Every record must be transcribed in its entirety, apart from the images, which are to be omitted.

::: DATASET :::

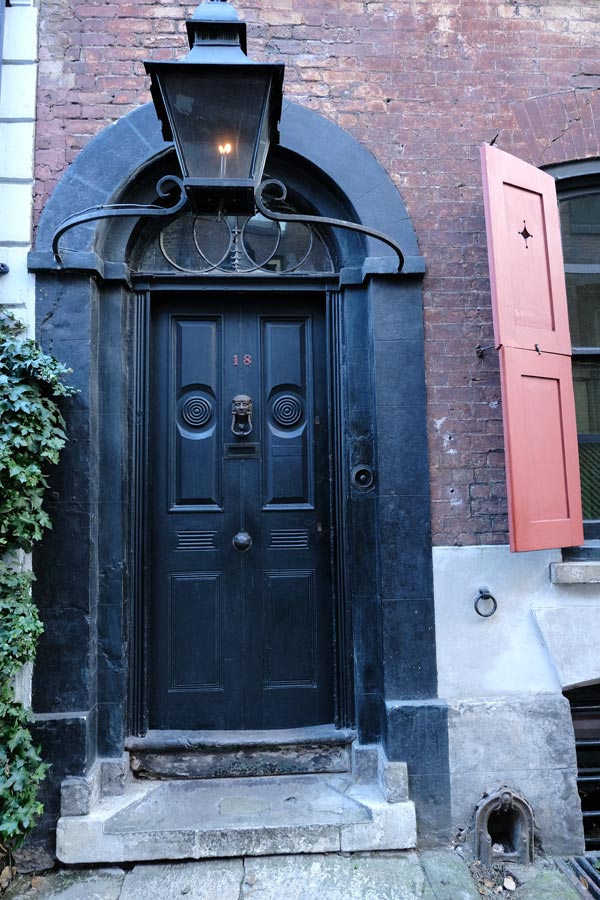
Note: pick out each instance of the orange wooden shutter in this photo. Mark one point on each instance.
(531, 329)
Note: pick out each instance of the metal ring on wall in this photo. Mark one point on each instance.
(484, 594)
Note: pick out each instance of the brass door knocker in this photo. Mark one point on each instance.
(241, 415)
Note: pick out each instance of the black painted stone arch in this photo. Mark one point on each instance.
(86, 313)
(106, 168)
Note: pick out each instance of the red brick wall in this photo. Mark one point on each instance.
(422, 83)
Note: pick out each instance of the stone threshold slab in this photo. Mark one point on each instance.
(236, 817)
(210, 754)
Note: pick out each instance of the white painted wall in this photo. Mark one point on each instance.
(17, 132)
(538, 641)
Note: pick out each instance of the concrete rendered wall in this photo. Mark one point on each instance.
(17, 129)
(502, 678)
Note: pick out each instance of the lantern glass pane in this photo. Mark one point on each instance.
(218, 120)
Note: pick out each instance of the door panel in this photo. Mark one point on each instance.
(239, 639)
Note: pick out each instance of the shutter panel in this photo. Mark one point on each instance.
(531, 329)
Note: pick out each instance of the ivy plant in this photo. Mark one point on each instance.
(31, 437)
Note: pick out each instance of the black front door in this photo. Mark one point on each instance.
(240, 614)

:::

RESPONSE
Note: pick out each instance of the orange wooden shutter in this photo. Mark one point on each instance.
(531, 329)
Note: pick out each instance of the metal ring on wall in this photo. Mark one point on each instance.
(484, 594)
Note: pick out each instance of the brass door knocker in this photo. Mark one point on each instance.
(241, 415)
Note: pick out each instance of the black painted stone arch in this photo. Mark one point on each instance.
(86, 313)
(106, 168)
Note: pick out each instance of the red brick wall in this photo. Mark one point on each instance.
(422, 83)
Note: pick out each instance of the stone threshold slab in this photo. Mark one point on each instance.
(236, 817)
(210, 754)
Note: pick out each instance of the white painted wall in this photo. Mark one point on each instance.
(17, 132)
(538, 641)
Note: pick out each instance of the concrete rendered wall in this photo. Mark one point on each instance.
(17, 129)
(502, 678)
Note: pick out each instance of the lantern glass pane in this photo. Mark one point on each instance.
(218, 120)
Note: pick out each instance of the door panel in this photo. Mark one point on each instance.
(239, 639)
Note: pick out each instance of the shutter panel in this photo. Mark one point on each instance.
(531, 329)
Note: pick out each instance of the ivy plant in this photo. Mark one point on each instance.
(31, 437)
Note: pick out each instance of the black front door in this photo. Mark one point on each instance.
(240, 614)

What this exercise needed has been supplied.